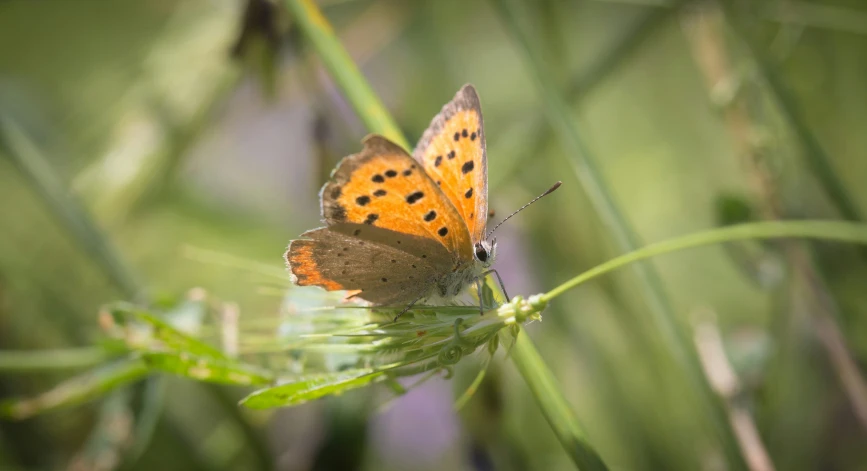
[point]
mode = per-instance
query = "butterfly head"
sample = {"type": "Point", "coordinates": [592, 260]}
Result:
{"type": "Point", "coordinates": [485, 252]}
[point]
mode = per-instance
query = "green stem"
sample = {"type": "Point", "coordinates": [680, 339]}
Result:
{"type": "Point", "coordinates": [376, 118]}
{"type": "Point", "coordinates": [42, 361]}
{"type": "Point", "coordinates": [33, 165]}
{"type": "Point", "coordinates": [555, 408]}
{"type": "Point", "coordinates": [650, 285]}
{"type": "Point", "coordinates": [817, 159]}
{"type": "Point", "coordinates": [828, 230]}
{"type": "Point", "coordinates": [343, 70]}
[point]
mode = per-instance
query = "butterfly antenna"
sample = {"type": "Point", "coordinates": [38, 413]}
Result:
{"type": "Point", "coordinates": [546, 193]}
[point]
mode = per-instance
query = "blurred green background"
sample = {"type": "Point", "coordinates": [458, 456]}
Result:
{"type": "Point", "coordinates": [132, 131]}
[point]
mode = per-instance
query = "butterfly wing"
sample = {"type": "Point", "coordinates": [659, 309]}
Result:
{"type": "Point", "coordinates": [391, 232]}
{"type": "Point", "coordinates": [360, 257]}
{"type": "Point", "coordinates": [382, 186]}
{"type": "Point", "coordinates": [452, 151]}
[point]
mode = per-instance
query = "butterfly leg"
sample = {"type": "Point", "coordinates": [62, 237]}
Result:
{"type": "Point", "coordinates": [502, 285]}
{"type": "Point", "coordinates": [407, 308]}
{"type": "Point", "coordinates": [478, 281]}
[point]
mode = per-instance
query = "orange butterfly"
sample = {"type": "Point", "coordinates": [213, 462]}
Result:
{"type": "Point", "coordinates": [404, 228]}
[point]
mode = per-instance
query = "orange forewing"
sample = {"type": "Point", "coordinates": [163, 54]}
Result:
{"type": "Point", "coordinates": [306, 269]}
{"type": "Point", "coordinates": [452, 152]}
{"type": "Point", "coordinates": [383, 186]}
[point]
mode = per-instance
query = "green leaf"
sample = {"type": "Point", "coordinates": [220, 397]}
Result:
{"type": "Point", "coordinates": [76, 390]}
{"type": "Point", "coordinates": [207, 369]}
{"type": "Point", "coordinates": [312, 388]}
{"type": "Point", "coordinates": [173, 338]}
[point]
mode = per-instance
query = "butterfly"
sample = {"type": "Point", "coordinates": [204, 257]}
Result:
{"type": "Point", "coordinates": [400, 228]}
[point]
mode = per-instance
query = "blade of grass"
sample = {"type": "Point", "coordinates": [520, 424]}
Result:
{"type": "Point", "coordinates": [838, 231]}
{"type": "Point", "coordinates": [24, 153]}
{"type": "Point", "coordinates": [374, 115]}
{"type": "Point", "coordinates": [343, 70]}
{"type": "Point", "coordinates": [816, 158]}
{"type": "Point", "coordinates": [676, 338]}
{"type": "Point", "coordinates": [531, 133]}
{"type": "Point", "coordinates": [555, 408]}
{"type": "Point", "coordinates": [33, 165]}
{"type": "Point", "coordinates": [42, 361]}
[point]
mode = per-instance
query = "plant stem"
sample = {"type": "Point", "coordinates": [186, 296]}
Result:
{"type": "Point", "coordinates": [23, 152]}
{"type": "Point", "coordinates": [816, 157]}
{"type": "Point", "coordinates": [50, 360]}
{"type": "Point", "coordinates": [554, 406]}
{"type": "Point", "coordinates": [839, 231]}
{"type": "Point", "coordinates": [377, 119]}
{"type": "Point", "coordinates": [344, 71]}
{"type": "Point", "coordinates": [675, 338]}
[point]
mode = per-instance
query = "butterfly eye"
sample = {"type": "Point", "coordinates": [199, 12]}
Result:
{"type": "Point", "coordinates": [481, 253]}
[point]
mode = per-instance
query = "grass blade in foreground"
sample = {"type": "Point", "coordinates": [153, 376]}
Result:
{"type": "Point", "coordinates": [837, 231]}
{"type": "Point", "coordinates": [556, 410]}
{"type": "Point", "coordinates": [344, 71]}
{"type": "Point", "coordinates": [651, 288]}
{"type": "Point", "coordinates": [370, 109]}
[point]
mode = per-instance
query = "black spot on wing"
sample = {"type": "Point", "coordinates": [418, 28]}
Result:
{"type": "Point", "coordinates": [413, 197]}
{"type": "Point", "coordinates": [337, 212]}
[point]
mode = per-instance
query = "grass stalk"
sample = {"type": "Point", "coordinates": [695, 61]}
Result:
{"type": "Point", "coordinates": [42, 361]}
{"type": "Point", "coordinates": [674, 335]}
{"type": "Point", "coordinates": [814, 153]}
{"type": "Point", "coordinates": [554, 407]}
{"type": "Point", "coordinates": [837, 231]}
{"type": "Point", "coordinates": [343, 70]}
{"type": "Point", "coordinates": [377, 119]}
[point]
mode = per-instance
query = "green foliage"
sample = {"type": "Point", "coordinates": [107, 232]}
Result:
——————————
In the data above, tally the lines holding "butterfly" and answer with the figure only.

7